Items from a collection:
-=-=-
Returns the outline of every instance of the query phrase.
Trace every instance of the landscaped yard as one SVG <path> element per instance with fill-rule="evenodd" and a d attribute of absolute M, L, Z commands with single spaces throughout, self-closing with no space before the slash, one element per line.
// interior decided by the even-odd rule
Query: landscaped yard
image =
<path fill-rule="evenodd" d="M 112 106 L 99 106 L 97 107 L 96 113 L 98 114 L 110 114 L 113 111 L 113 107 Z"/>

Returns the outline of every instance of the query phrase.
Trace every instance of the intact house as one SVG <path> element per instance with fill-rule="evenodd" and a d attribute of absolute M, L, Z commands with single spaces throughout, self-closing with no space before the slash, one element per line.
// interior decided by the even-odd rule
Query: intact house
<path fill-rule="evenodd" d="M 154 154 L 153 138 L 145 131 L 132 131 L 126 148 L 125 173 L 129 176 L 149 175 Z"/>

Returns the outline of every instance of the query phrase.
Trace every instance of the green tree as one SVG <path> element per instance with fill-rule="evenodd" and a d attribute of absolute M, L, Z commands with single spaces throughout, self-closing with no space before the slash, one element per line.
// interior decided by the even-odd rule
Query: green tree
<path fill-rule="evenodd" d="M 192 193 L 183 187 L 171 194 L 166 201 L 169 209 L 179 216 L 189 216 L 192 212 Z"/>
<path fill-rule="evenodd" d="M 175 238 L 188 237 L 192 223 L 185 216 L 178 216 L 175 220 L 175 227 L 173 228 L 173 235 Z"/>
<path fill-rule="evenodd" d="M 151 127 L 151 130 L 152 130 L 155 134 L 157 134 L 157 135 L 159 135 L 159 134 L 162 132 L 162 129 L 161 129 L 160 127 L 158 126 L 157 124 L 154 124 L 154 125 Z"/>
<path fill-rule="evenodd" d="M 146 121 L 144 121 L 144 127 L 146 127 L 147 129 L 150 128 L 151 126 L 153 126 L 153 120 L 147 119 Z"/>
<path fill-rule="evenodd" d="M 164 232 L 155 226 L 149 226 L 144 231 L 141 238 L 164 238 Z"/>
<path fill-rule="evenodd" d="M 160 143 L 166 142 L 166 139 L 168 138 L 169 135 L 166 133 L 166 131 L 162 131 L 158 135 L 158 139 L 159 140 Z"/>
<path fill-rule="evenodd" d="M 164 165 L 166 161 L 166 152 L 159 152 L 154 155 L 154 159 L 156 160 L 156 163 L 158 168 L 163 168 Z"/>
-=-=-
**Exercise:**
Output the items above as a two-column CSV with the header item_text,answer and one row per item, giving its text and its answer. Put each value in a single quoted field, with every line break replaced by a space.

**Complete answer:**
item_text,answer
"Returns the outline of every instance of the query phrase. Trace every instance of the landscaped yard as one SVG <path> element per instance with fill-rule=""evenodd"" and a d attribute of absolute M, L, Z commands with single spaces throughout, self-closing with no space before the slash, one element per line. // interior decided by the even-odd rule Query: landscaped yard image =","<path fill-rule=""evenodd"" d=""M 112 106 L 99 106 L 97 107 L 96 113 L 98 114 L 110 114 L 113 111 L 113 107 Z""/>"
"Returns the outline of every instance of the query phrase. Trace every instance of the intact house as one SVG <path> element per instance with fill-rule=""evenodd"" and a d attribute of absolute M, L, Z commands with single spaces throughout, self-closing with no space before the slash, one element per line. // interior decided by the even-odd rule Query: intact house","<path fill-rule=""evenodd"" d=""M 154 154 L 153 138 L 145 131 L 132 131 L 126 148 L 125 173 L 129 176 L 149 175 Z""/>"
"Returns the outline of every instance of the query phrase. Trace every instance of the green tree as one SVG <path> element per instance with fill-rule=""evenodd"" and a d attribute of absolute M, L, Z commands with single spaces throughout, self-closing with no space before the slash, one element per line. // interior decided by the even-odd rule Query: green tree","<path fill-rule=""evenodd"" d=""M 192 193 L 183 187 L 171 194 L 166 201 L 169 209 L 179 216 L 189 216 L 192 212 Z""/> <path fill-rule=""evenodd"" d=""M 175 238 L 188 237 L 192 223 L 185 216 L 178 216 L 175 220 L 175 227 L 173 228 L 173 235 Z""/> <path fill-rule=""evenodd"" d=""M 151 127 L 151 130 L 152 130 L 155 134 L 157 134 L 157 135 L 159 135 L 159 134 L 162 132 L 162 129 L 161 129 L 160 127 L 158 126 L 157 124 L 154 124 L 154 125 Z""/> <path fill-rule=""evenodd"" d=""M 146 121 L 144 121 L 144 127 L 146 127 L 147 129 L 150 128 L 151 126 L 153 126 L 153 120 L 147 119 Z""/> <path fill-rule=""evenodd"" d=""M 164 232 L 155 226 L 149 226 L 144 231 L 141 238 L 164 238 Z""/> <path fill-rule=""evenodd"" d=""M 160 143 L 166 142 L 166 139 L 168 138 L 169 135 L 166 133 L 166 131 L 162 131 L 158 135 L 158 139 L 159 140 Z""/> <path fill-rule=""evenodd"" d=""M 164 165 L 166 161 L 166 152 L 159 152 L 154 155 L 154 159 L 156 160 L 156 163 L 158 168 L 163 168 Z""/>"